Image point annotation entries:
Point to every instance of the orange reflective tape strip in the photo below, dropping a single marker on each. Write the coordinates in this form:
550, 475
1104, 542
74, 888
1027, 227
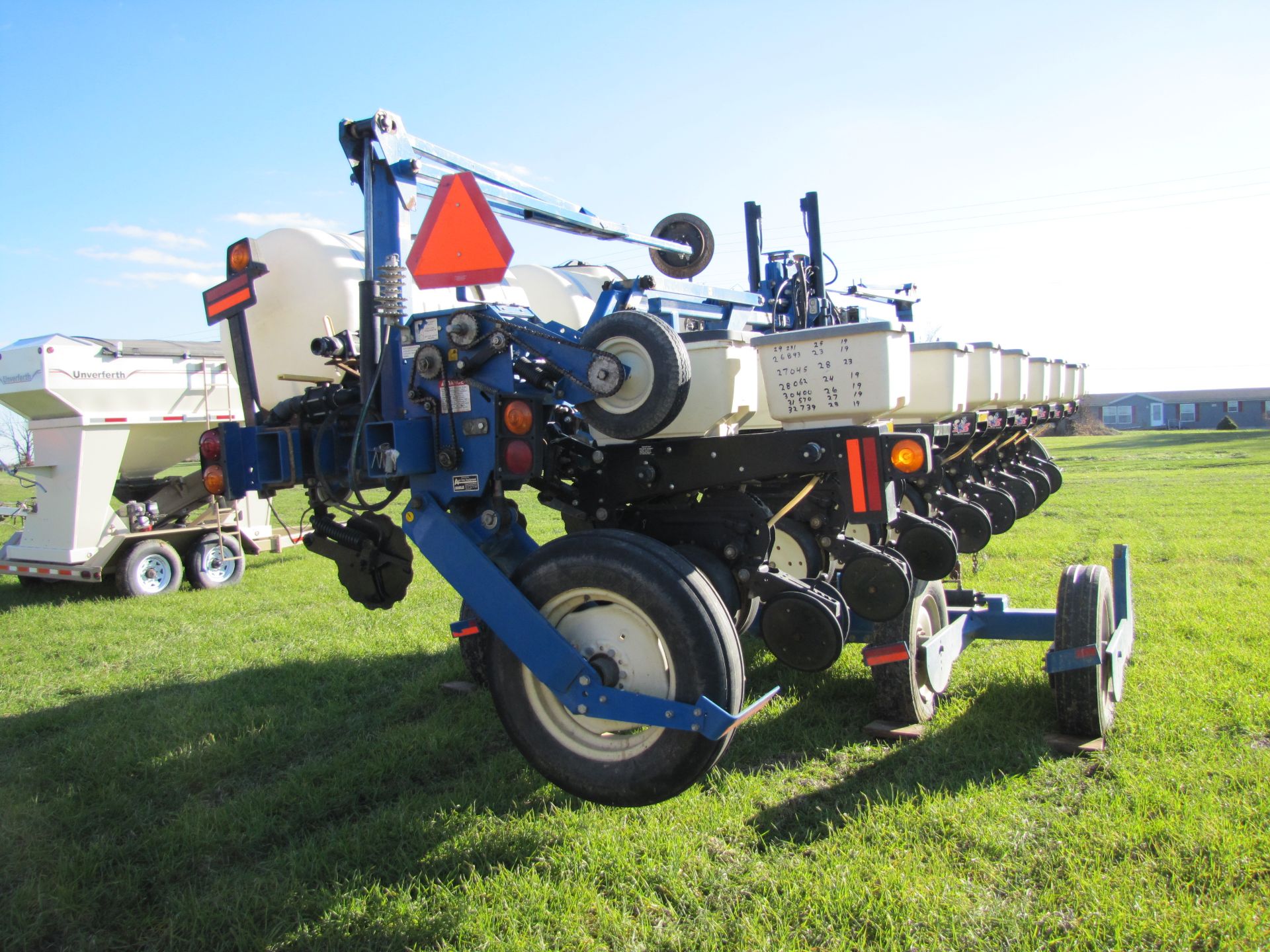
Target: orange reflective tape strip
855, 469
873, 485
228, 302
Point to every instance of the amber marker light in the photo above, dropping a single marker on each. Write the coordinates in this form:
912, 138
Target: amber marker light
214, 480
239, 257
907, 456
519, 418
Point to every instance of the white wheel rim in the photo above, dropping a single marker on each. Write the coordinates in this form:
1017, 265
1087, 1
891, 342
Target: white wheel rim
596, 621
788, 555
638, 385
216, 563
923, 622
153, 574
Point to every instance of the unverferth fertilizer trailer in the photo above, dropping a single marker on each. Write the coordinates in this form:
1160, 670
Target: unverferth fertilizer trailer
107, 418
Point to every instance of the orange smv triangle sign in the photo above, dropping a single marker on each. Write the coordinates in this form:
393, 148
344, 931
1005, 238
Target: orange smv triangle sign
460, 240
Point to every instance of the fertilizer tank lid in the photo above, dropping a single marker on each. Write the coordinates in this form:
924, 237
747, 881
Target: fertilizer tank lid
155, 348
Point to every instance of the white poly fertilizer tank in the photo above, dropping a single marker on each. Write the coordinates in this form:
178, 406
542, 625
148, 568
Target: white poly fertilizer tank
566, 295
940, 379
984, 390
1014, 377
1038, 380
1054, 368
313, 274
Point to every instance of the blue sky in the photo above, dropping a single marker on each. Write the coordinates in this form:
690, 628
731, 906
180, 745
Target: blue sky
1087, 180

> **Goal of the exercise**
Rewrite all of the entries above, replacing "dropping a single marker on each" with "placing one marker on each" everywhere it appears and changing nothing else. Leave the pictures out of your answer.

> **Task solution**
Point to every instance of the orange reflective tape strip in the photo below, placing one marker on each. Write the coordinates in this form:
550, 475
1104, 542
74, 888
1027, 227
Target: orange reflective tape strip
855, 469
873, 485
228, 302
Point to every instance of the amber marker light in the photo above, placing one marker on each. Write the coordinates in this form:
912, 138
Target: amber marker light
214, 480
239, 257
907, 456
519, 418
Point to every instance of the white wheel rim in the photo above, placing one marker on each. Write the coordinates in this form:
1017, 265
1087, 1
891, 342
Target: white wheel rim
596, 621
788, 555
638, 385
216, 563
923, 622
153, 574
Point to every instance of the unverferth fertilizer trailer in the photo above, placing one marker on each. Write the coordinates in this form:
1160, 670
Target: unverferth fertilizer trailer
107, 418
Point to every instance of the orange smv triangle sign in the photo above, placing one marker on each. Write the coordinates in this form:
393, 148
344, 931
1005, 238
Target: orange smv triangle sign
460, 240
Point to every instance of the fertilizer tank lid in the photo above, placing one marker on each. Write the coordinates in this form:
924, 237
747, 881
Target: fertilizer tank lid
155, 348
Point to every instance of the white poly fertilizer tank in the photo above, placing one marker on each. Write the coordinates in this form:
178, 406
542, 625
148, 568
Target: white poly fertilizer tank
566, 295
940, 379
984, 390
1014, 377
1038, 380
1054, 368
313, 274
Point to every instance of the blue sky in the photo above, placing one marker on each. Write the coordinates in this form:
690, 628
731, 906
180, 745
Target: blue sky
1087, 180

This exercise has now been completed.